Description of the task =>
Only the lines from the one with "Would you be able to pin the street" to the end of the data below should be given again, exactly as written.
START Data supplied
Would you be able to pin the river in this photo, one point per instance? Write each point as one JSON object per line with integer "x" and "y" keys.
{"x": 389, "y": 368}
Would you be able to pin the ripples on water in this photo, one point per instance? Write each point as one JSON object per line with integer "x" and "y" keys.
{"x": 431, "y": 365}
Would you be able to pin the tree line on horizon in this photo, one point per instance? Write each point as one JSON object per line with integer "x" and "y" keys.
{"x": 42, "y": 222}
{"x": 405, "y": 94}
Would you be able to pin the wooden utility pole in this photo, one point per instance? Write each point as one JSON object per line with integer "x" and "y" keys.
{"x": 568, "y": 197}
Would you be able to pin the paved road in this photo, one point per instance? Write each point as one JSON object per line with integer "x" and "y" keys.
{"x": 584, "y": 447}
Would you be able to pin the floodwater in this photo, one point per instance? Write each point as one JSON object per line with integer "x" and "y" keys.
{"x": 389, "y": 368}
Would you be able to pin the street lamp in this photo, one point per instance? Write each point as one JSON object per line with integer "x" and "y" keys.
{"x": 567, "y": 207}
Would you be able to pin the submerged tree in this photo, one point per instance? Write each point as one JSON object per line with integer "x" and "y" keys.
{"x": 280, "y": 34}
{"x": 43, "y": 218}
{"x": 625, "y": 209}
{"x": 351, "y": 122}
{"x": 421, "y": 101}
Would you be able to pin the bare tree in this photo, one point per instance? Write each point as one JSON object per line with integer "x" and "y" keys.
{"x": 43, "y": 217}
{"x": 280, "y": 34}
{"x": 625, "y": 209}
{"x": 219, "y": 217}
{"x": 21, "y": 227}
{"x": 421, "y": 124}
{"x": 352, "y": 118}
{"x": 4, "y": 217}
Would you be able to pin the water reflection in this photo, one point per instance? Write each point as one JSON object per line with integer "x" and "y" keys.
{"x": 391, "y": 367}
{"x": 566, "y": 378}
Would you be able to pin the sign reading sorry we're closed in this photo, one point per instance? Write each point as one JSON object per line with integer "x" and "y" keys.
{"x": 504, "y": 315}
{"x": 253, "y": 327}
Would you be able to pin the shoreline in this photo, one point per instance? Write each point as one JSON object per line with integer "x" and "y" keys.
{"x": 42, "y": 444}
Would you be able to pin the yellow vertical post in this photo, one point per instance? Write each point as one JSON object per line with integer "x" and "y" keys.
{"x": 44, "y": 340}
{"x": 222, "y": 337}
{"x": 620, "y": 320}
END Data supplied
Your response =>
Would you be able to pin the street lamp in this photo, one point per instance? Write each point as one JSON object per line with integer "x" and "y" keys.
{"x": 567, "y": 207}
Would you be able to pin the submerged tree in this photo, one point per instance? Write each point as one JSON object per line with integer "x" and "y" keys.
{"x": 280, "y": 34}
{"x": 43, "y": 218}
{"x": 625, "y": 209}
{"x": 351, "y": 122}
{"x": 421, "y": 101}
Would you be able to pin the bare tree in this photo, one point per instance? Write each point as one JSON object per line with integer "x" and "y" keys.
{"x": 43, "y": 217}
{"x": 280, "y": 34}
{"x": 625, "y": 209}
{"x": 219, "y": 217}
{"x": 21, "y": 227}
{"x": 421, "y": 124}
{"x": 352, "y": 118}
{"x": 4, "y": 217}
Would you be able to pin the water reflection in this photo, one point per instance? Write each point as one JSON object per line with integer "x" and "y" keys.
{"x": 391, "y": 367}
{"x": 566, "y": 378}
Would you be able to pin the sign reading sorry we're closed in this photo, one point per instance? Write each point as one JSON object per line with integer "x" and "y" keys.
{"x": 504, "y": 315}
{"x": 253, "y": 327}
Would you be able to pin the shoreline in this photo, one point per instance? Write each point as one JSON object per line with integer "x" and "y" keys.
{"x": 42, "y": 444}
Would you be able to pin the yellow vertical post in this photo, one point per instance? Write each point as one JSON object per line with integer "x" and "y" keys.
{"x": 44, "y": 340}
{"x": 222, "y": 337}
{"x": 620, "y": 320}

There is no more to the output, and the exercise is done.